§ **Passage**:

•••

REtipster provides real estate guidance — not tax or investment advice.

This article should not be interpreted as financial advice. Always seek the help of a licensed financial professional before taking action.

One of the most important questions you’ll ever have to answer as a real estate investor is this:


It’s a very important question, because your offer price has everything to do with your ability (or inability) to make money on a real estate deal.

Offer too much, and you won’t have a large enough profit margin.

Offer too little, and the seller won’t do the deal.

Considering how important the offer price is, I’d like to provide a bit of explanation on the basic math I use to come up with this number for any given property.

The Importance Of Price

No matter how you slice it, your offer price is going to play a major role in the overall scope of any transaction.

With the right number, you’ll have a grand slam deal on your hands. With the wrong number, you can lose yourself a lot of money in an instant.

•••

Rows from a pointing dataset:
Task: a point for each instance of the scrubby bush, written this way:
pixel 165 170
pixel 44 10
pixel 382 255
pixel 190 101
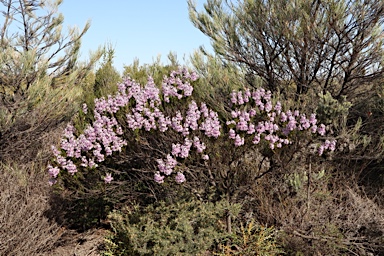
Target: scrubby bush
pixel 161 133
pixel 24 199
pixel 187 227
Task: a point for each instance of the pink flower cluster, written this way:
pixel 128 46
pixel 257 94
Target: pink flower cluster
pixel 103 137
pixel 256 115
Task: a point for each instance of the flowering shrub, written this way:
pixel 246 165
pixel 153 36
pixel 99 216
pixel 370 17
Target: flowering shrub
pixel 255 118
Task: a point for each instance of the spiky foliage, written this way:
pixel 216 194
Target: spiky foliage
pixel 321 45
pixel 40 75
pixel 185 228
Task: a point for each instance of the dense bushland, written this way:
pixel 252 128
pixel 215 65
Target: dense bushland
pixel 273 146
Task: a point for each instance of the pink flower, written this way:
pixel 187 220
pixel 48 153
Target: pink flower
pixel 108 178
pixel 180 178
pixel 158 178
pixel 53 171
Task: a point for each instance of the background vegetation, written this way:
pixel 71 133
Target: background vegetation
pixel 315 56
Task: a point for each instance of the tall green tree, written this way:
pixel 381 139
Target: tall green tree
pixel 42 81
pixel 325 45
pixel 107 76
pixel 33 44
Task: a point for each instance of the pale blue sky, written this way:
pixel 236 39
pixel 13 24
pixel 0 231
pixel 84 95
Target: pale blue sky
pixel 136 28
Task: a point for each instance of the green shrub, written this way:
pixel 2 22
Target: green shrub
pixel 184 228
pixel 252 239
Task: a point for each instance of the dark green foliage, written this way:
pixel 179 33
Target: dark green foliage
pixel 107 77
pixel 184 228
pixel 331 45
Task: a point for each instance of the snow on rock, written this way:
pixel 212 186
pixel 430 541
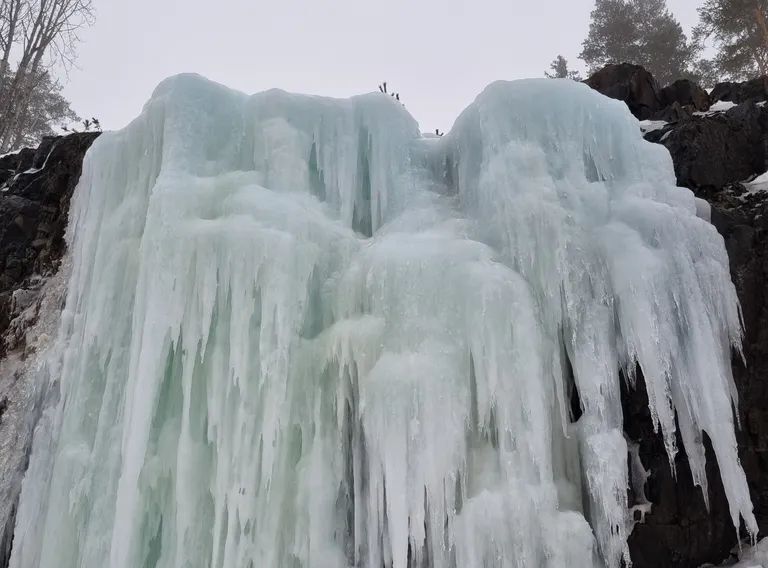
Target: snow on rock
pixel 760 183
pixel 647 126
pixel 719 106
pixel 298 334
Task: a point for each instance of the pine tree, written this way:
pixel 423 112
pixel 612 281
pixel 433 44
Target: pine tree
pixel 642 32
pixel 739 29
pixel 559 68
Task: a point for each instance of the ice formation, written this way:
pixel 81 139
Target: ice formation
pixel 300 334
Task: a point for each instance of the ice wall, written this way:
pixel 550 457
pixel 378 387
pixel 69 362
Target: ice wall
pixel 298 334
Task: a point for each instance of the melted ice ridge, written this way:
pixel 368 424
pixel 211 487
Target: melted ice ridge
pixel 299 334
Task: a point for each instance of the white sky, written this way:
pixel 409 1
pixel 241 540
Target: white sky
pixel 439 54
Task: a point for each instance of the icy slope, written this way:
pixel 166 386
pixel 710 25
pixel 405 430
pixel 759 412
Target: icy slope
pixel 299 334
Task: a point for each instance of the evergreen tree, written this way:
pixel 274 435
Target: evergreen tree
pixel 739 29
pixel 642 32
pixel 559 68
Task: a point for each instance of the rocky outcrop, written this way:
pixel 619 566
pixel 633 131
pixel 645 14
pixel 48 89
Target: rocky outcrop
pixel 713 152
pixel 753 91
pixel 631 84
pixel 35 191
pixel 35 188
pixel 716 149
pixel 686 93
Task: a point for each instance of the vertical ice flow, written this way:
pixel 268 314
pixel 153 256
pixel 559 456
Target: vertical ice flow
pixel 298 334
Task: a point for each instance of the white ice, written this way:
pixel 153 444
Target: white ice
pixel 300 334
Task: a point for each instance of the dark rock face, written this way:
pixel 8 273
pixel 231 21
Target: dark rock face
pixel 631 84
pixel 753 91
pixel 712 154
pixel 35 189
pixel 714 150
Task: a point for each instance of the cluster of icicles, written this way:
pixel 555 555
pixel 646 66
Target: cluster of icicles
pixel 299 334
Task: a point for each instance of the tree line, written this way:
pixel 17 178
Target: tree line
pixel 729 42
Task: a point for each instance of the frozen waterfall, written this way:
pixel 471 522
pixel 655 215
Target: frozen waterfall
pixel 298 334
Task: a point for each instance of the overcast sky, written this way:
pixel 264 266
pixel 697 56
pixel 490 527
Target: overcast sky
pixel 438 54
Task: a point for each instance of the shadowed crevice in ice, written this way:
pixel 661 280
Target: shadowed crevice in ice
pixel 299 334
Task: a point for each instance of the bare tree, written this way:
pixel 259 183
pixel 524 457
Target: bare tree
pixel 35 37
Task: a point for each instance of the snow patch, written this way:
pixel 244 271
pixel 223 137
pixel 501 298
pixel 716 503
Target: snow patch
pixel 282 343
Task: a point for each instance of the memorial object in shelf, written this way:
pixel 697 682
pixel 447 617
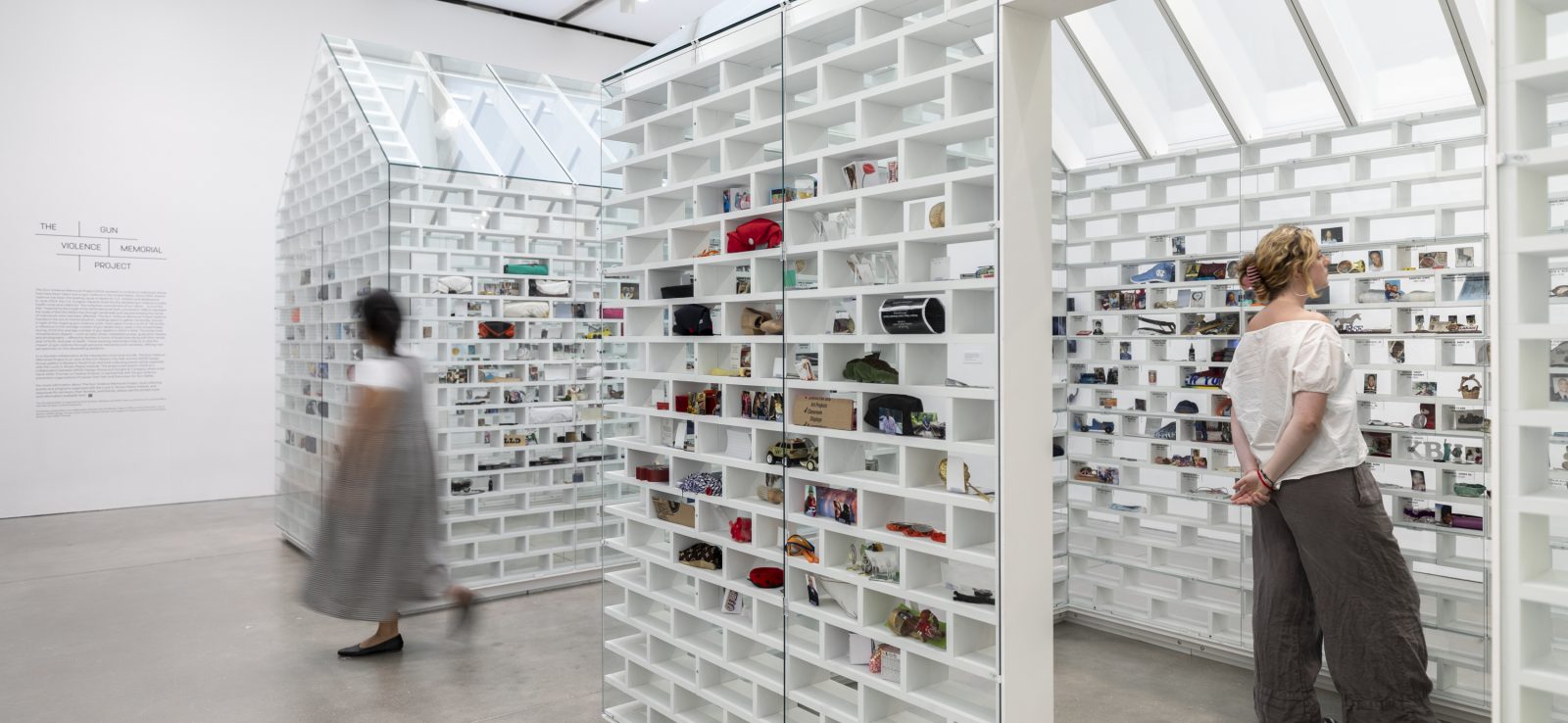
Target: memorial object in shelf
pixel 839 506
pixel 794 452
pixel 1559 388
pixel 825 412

•••

§ **Objectives**:
A) Output the part of the real estate article starting at "REtipster provides real" and ending at "real estate deal.", word for word.
B) Format the lines of the listing as a Markdown table with the columns Row and Line, starting at the line that contains "Task: a point for each instance of the flowering" and ending at the line that contains "pixel 33 44". Include only those lines, and leave out any blank ones.

§ **Answers for this exercise**:
A)
REtipster provides real estate guidance — not tax or investment advice.

This article should not be interpreted as financial advice. Always seek the help of a licensed financial professional before taking action.

One of the most important questions you’ll ever have to answer as a real estate investor is this:


It’s a very important question, because your offer price has everything to do with your ability (or inability) to make money on a real estate deal.

B)
| Row | Line |
|---|---|
| 1 | Task: a point for each instance of the flowering shrub, written this way: |
| 2 | pixel 246 165 |
| 3 | pixel 153 36 |
| 4 | pixel 99 216 |
| 5 | pixel 370 17 |
| 6 | Target: flowering shrub |
| 7 | pixel 255 118 |
| 8 | Task: a point for each instance of the spiky foliage, written this way: |
| 9 | pixel 216 194 |
| 10 | Target: spiky foliage |
| 11 | pixel 321 45 |
| 12 | pixel 40 75 |
| 13 | pixel 185 228 |
| 14 | Task: a point for each instance of the dense bushland, written this way: |
| 15 | pixel 252 128 |
| 16 | pixel 215 65 |
| 17 | Target: dense bushland |
| 18 | pixel 273 146 |
| 19 | Task: a point for each instance of the pink flower, written this way: |
| 20 | pixel 187 220 |
| 21 | pixel 48 153 |
| 22 | Target: pink flower |
| 23 | pixel 108 178 |
| 24 | pixel 180 178 |
| 25 | pixel 158 178 |
| 26 | pixel 53 171 |
| 27 | Task: a point for each instance of the background vegetation, written this way: |
| 28 | pixel 71 133 |
| 29 | Target: background vegetation |
| 30 | pixel 315 56 |
| 31 | Task: a point for each instance of the tall green tree, written this way: |
| 32 | pixel 381 139 |
| 33 | Target: tall green tree |
| 34 | pixel 42 81 |
| 35 | pixel 325 45 |
| 36 | pixel 107 76 |
| 37 | pixel 33 44 |